▶ [OBJECTIVE]
Set down the final stretch of the data, from the line that holds "the giraffe ossicone" through the last line, both included, with pictures left out.

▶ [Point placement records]
──────────
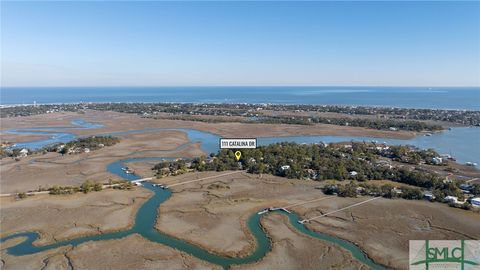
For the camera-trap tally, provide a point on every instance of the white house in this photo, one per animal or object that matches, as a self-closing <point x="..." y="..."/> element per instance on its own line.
<point x="451" y="199"/>
<point x="437" y="160"/>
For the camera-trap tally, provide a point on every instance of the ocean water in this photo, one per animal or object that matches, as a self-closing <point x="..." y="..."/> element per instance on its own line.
<point x="406" y="97"/>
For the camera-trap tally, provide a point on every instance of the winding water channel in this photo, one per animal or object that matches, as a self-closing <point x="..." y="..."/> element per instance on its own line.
<point x="146" y="216"/>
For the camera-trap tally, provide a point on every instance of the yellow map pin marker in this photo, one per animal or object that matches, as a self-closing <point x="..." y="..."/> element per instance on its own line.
<point x="238" y="154"/>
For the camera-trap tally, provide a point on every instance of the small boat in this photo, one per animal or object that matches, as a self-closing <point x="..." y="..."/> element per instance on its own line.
<point x="263" y="211"/>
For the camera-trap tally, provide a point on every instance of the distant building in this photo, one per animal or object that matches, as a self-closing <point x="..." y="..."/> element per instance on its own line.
<point x="23" y="152"/>
<point x="451" y="199"/>
<point x="437" y="160"/>
<point x="429" y="196"/>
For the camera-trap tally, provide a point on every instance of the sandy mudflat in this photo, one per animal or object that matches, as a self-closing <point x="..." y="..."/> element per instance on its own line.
<point x="292" y="250"/>
<point x="383" y="227"/>
<point x="114" y="121"/>
<point x="67" y="216"/>
<point x="215" y="217"/>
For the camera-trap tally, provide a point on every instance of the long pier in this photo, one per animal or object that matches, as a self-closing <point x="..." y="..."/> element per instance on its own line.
<point x="336" y="211"/>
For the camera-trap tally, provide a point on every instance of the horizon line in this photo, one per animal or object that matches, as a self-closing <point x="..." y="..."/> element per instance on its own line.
<point x="232" y="85"/>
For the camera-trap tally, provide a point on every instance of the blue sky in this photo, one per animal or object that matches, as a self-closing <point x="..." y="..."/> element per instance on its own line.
<point x="240" y="43"/>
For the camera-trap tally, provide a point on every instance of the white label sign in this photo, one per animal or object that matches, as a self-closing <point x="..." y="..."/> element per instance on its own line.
<point x="238" y="143"/>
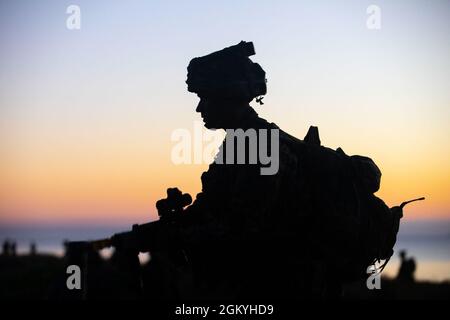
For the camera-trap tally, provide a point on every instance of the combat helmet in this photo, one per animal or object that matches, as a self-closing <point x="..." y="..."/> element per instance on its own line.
<point x="228" y="73"/>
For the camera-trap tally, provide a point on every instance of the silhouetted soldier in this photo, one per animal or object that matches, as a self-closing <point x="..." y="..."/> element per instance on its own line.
<point x="6" y="248"/>
<point x="302" y="228"/>
<point x="12" y="249"/>
<point x="33" y="249"/>
<point x="407" y="268"/>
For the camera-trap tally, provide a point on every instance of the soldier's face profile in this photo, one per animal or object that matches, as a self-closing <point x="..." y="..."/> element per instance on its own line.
<point x="220" y="113"/>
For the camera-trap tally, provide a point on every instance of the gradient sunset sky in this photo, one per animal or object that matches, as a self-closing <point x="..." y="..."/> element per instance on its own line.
<point x="86" y="115"/>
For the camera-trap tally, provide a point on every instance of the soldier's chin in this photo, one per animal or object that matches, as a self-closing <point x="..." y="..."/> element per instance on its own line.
<point x="210" y="124"/>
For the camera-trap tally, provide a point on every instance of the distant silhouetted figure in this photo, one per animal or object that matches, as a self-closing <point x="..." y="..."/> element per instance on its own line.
<point x="407" y="268"/>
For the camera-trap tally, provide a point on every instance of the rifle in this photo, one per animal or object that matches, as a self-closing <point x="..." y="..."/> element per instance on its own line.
<point x="160" y="235"/>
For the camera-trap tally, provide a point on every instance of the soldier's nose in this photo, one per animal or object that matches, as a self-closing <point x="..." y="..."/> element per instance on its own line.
<point x="199" y="106"/>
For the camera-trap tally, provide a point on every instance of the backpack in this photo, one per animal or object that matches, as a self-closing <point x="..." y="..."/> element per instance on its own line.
<point x="346" y="225"/>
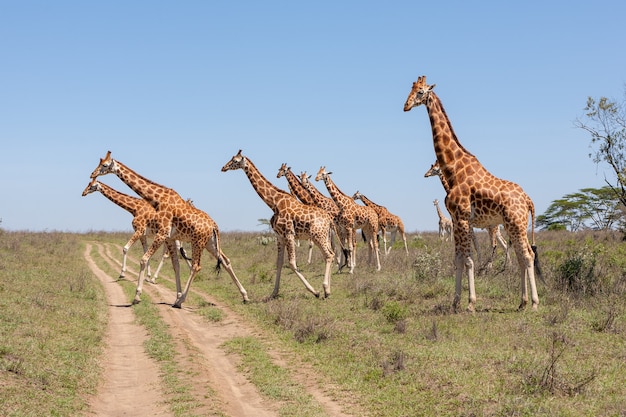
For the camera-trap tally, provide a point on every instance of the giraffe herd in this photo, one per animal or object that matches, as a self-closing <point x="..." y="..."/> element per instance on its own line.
<point x="474" y="198"/>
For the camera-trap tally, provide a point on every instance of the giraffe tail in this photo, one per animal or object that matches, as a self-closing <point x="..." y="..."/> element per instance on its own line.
<point x="220" y="261"/>
<point x="184" y="254"/>
<point x="533" y="246"/>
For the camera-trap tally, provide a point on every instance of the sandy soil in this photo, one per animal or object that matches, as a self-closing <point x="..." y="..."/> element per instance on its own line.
<point x="131" y="383"/>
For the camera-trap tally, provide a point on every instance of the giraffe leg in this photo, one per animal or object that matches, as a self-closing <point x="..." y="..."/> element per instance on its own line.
<point x="351" y="249"/>
<point x="310" y="252"/>
<point x="525" y="259"/>
<point x="222" y="259"/>
<point x="325" y="246"/>
<point x="463" y="260"/>
<point x="384" y="233"/>
<point x="138" y="234"/>
<point x="279" y="266"/>
<point x="161" y="262"/>
<point x="158" y="241"/>
<point x="171" y="248"/>
<point x="291" y="253"/>
<point x="231" y="272"/>
<point x="374" y="249"/>
<point x="406" y="247"/>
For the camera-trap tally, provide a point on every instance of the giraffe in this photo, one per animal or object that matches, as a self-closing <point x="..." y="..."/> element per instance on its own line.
<point x="329" y="205"/>
<point x="493" y="230"/>
<point x="297" y="190"/>
<point x="176" y="219"/>
<point x="353" y="216"/>
<point x="143" y="222"/>
<point x="291" y="220"/>
<point x="387" y="222"/>
<point x="445" y="224"/>
<point x="477" y="198"/>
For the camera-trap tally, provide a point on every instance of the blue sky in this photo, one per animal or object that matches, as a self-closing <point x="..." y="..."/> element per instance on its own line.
<point x="175" y="89"/>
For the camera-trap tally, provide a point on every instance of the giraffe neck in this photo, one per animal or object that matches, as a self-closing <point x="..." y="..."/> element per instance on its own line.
<point x="444" y="182"/>
<point x="298" y="189"/>
<point x="439" y="212"/>
<point x="128" y="203"/>
<point x="340" y="198"/>
<point x="152" y="192"/>
<point x="315" y="193"/>
<point x="268" y="192"/>
<point x="451" y="155"/>
<point x="369" y="202"/>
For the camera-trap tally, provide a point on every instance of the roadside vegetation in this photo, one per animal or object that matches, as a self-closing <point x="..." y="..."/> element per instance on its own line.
<point x="384" y="344"/>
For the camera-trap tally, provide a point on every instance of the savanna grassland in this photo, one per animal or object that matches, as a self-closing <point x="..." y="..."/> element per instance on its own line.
<point x="384" y="344"/>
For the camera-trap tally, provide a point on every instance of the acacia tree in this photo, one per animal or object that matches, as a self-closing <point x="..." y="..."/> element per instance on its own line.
<point x="589" y="208"/>
<point x="605" y="120"/>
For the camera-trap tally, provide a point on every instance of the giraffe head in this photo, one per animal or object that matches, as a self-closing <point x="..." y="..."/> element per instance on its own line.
<point x="435" y="170"/>
<point x="322" y="174"/>
<point x="420" y="92"/>
<point x="92" y="187"/>
<point x="357" y="196"/>
<point x="106" y="166"/>
<point x="237" y="162"/>
<point x="282" y="171"/>
<point x="304" y="178"/>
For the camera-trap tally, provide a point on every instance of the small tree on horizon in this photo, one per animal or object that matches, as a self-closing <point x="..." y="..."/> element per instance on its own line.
<point x="605" y="120"/>
<point x="589" y="208"/>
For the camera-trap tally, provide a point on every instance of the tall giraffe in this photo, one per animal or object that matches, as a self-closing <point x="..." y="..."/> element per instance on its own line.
<point x="296" y="189"/>
<point x="478" y="198"/>
<point x="445" y="224"/>
<point x="328" y="204"/>
<point x="387" y="222"/>
<point x="493" y="230"/>
<point x="143" y="221"/>
<point x="291" y="220"/>
<point x="176" y="219"/>
<point x="353" y="216"/>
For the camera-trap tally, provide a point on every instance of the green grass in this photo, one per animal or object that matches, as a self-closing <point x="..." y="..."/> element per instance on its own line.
<point x="386" y="342"/>
<point x="53" y="318"/>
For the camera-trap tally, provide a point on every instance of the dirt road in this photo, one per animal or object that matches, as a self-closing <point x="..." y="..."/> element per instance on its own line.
<point x="131" y="384"/>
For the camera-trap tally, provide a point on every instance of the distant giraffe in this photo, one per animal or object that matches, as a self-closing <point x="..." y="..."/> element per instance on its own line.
<point x="291" y="220"/>
<point x="353" y="216"/>
<point x="143" y="222"/>
<point x="445" y="224"/>
<point x="176" y="220"/>
<point x="477" y="198"/>
<point x="387" y="222"/>
<point x="297" y="190"/>
<point x="493" y="230"/>
<point x="329" y="205"/>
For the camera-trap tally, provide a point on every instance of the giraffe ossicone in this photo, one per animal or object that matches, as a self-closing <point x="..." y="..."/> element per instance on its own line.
<point x="387" y="222"/>
<point x="143" y="223"/>
<point x="477" y="198"/>
<point x="291" y="220"/>
<point x="172" y="214"/>
<point x="353" y="216"/>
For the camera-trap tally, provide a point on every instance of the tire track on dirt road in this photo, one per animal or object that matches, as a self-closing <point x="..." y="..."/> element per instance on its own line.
<point x="207" y="338"/>
<point x="130" y="380"/>
<point x="209" y="369"/>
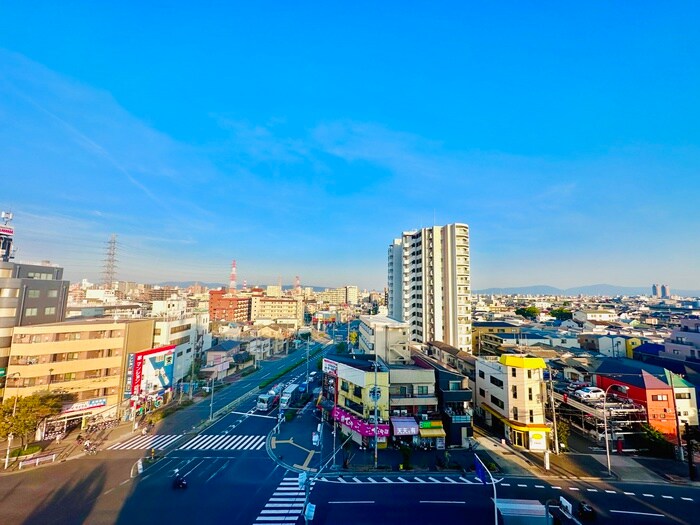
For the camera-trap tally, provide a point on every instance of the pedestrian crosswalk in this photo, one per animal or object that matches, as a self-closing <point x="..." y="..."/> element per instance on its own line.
<point x="224" y="442"/>
<point x="158" y="441"/>
<point x="286" y="504"/>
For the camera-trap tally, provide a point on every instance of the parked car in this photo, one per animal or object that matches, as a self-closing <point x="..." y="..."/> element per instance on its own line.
<point x="590" y="392"/>
<point x="585" y="511"/>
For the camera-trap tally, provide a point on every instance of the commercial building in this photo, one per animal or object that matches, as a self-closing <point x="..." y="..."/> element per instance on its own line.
──────────
▶ [TASK RESULT]
For the camera-trap tally, provide a point on every instance of the giraffe ossicone in this photo, one per animal or object that matches, as a self-closing <point x="..." y="..."/> element per instance on its own line.
<point x="387" y="222"/>
<point x="143" y="223"/>
<point x="477" y="198"/>
<point x="291" y="220"/>
<point x="172" y="214"/>
<point x="353" y="216"/>
For the camera-trap tally, provide a point on every instance of the tire track on dirt road in this photo, one per animal or object that matches, as a self-closing <point x="..." y="..."/> element per instance on its own line.
<point x="207" y="338"/>
<point x="130" y="380"/>
<point x="209" y="369"/>
For the camera-trap tally, provide a point on every instance of the pedestrian crosswalk in this photo, one per animal or object that matches, as a self-closing <point x="..." y="..."/> element per instance on its own line.
<point x="224" y="442"/>
<point x="158" y="441"/>
<point x="286" y="504"/>
For the camera-trap tally, provide a point on every instance of the parked car in this photo, one per animal or object that matches, as a self-closing <point x="..." y="..."/> element per instance on its own line.
<point x="590" y="392"/>
<point x="585" y="511"/>
For the camera-trap tally, provide a point on every instance of the commercial building in this photo, one per animal or object that matches, as a self-closing <point x="..." y="..."/> element per instance on its own line.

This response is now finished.